> What you are asked to do: Would you retype, word for word, the line with "Please annotate the tree trunk" and every line after it through the end of the records below?

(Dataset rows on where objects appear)
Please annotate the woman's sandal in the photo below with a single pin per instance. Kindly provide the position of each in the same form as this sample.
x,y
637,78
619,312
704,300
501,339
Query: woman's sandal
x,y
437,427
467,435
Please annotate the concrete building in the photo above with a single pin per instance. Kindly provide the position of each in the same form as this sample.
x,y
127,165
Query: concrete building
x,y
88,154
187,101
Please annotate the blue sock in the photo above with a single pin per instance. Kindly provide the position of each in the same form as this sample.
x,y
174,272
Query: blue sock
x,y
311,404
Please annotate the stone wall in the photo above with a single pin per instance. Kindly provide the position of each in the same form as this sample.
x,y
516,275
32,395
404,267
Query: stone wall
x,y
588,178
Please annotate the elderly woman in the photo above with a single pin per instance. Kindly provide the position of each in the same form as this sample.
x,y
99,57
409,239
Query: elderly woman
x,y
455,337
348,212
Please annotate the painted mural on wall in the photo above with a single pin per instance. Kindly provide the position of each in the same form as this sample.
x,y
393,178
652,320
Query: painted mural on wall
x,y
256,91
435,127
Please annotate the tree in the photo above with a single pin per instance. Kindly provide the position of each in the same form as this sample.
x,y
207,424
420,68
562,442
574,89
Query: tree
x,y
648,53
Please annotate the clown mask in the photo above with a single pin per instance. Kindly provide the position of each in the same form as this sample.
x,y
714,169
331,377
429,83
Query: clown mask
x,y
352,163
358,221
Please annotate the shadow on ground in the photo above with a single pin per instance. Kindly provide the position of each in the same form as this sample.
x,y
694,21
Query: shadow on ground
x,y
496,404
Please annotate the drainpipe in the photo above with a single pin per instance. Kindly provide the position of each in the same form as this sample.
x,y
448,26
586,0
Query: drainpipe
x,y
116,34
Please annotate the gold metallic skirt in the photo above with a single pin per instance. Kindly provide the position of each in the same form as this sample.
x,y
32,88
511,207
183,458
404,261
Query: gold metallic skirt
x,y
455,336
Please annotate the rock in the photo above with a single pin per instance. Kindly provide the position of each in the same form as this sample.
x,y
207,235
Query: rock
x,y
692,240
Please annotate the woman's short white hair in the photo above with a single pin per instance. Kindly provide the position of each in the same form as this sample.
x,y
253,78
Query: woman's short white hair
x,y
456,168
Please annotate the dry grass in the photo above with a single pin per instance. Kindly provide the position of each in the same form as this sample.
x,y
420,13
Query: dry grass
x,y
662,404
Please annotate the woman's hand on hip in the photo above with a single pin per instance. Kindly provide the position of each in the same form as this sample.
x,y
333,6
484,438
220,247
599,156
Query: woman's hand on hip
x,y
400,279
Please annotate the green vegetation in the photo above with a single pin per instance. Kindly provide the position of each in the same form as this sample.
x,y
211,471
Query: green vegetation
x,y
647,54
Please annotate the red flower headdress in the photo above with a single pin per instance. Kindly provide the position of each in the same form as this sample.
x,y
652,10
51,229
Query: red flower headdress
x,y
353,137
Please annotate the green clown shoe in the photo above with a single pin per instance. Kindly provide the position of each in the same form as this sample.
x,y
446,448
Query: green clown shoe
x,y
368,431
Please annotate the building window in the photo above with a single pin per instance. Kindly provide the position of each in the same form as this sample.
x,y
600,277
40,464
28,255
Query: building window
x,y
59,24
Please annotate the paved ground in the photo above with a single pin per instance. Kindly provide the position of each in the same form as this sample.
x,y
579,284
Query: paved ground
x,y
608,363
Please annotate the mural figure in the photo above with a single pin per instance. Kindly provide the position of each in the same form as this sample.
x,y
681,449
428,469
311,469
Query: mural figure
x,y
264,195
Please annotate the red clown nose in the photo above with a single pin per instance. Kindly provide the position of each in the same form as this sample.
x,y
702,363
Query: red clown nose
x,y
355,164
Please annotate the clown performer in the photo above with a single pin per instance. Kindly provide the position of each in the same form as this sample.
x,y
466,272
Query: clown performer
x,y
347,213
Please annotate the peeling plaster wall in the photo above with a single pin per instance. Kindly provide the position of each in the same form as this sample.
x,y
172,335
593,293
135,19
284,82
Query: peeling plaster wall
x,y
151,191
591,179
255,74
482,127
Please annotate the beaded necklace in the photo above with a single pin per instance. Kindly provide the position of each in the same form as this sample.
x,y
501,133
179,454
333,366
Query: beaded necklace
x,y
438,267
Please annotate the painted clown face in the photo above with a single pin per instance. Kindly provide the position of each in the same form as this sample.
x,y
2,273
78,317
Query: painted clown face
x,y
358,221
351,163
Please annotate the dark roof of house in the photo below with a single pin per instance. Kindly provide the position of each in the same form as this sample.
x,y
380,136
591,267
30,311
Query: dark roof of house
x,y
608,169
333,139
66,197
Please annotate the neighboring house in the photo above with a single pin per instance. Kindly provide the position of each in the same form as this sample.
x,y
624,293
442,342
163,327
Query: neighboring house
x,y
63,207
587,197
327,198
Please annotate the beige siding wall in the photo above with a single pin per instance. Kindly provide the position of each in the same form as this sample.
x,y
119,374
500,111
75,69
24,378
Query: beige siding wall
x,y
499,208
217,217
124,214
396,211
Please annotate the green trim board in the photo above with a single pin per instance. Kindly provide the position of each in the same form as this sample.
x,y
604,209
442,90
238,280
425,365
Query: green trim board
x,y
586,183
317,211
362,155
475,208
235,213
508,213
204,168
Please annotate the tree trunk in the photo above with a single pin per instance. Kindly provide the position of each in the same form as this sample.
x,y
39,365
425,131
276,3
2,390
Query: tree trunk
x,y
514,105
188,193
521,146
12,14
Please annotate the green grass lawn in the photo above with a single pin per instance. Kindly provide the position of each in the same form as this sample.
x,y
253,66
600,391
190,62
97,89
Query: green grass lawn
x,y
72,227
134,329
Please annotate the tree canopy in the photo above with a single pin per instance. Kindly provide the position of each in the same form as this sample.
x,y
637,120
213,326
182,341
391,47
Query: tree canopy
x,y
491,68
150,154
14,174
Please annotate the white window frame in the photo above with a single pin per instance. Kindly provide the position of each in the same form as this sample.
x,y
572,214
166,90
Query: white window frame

> The completed task:
Please annotate the tree trunk in the photo above with a single pin per instance. Kindly provide the position of each in the same form as this sample.
x,y
39,365
425,131
276,3
2,390
Query: tree trunk
x,y
514,105
188,193
521,146
12,14
Please annotate the green grass lawn in the photo above with a single pin per instance. Kindly provide the position of each in the same form as this sample.
x,y
253,66
600,391
190,62
97,89
Query: green grass lawn
x,y
72,227
134,329
Please annotate the tree canopy in the photo above with a single pin per instance. Kindly provide the position of each in the same form as this sample.
x,y
637,120
213,326
182,341
391,47
Query: tree canopy
x,y
491,68
150,154
14,174
Please annotate the white window frame in the photo above with a single pin per instance. Kindly provide the position of each in the same form as this sample.
x,y
572,214
166,90
Query: white window frame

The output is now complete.